-- Requirement --
Report each line of the items below that contains the word "photo". Case counts.

— Start of Provided data —

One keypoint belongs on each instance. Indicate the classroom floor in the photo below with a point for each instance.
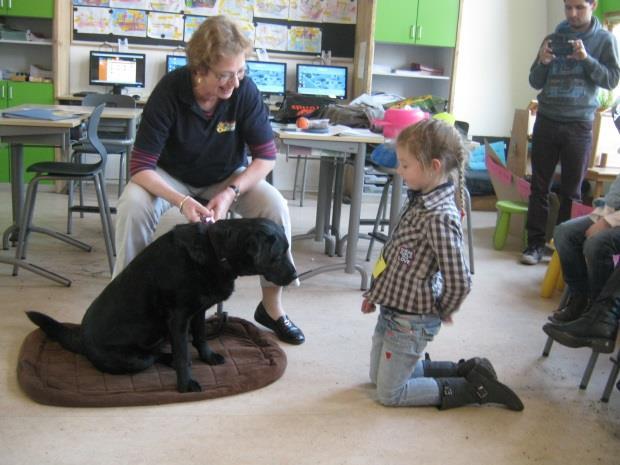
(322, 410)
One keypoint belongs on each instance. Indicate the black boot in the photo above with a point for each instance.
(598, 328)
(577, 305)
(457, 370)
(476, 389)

— End of Provided data —
— Start of Provided data —

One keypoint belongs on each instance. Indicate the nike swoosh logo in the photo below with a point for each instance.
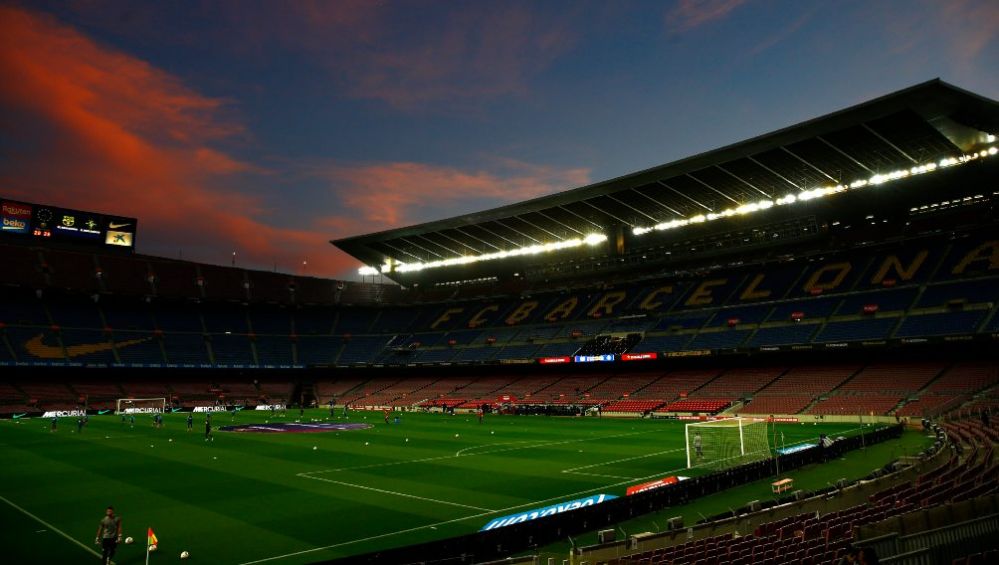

— End of Provided data —

-- Answer to the task --
One keypoint belongs on each instance. Indicate the classroom floor in the photo below with a point for each instance.
One keypoint belongs on each instance. Indicate the black boot in the photo above with a point for each instance.
One keypoint belongs on each instance. Indicate the nike swoosh logo in the photo below with a point for each instance.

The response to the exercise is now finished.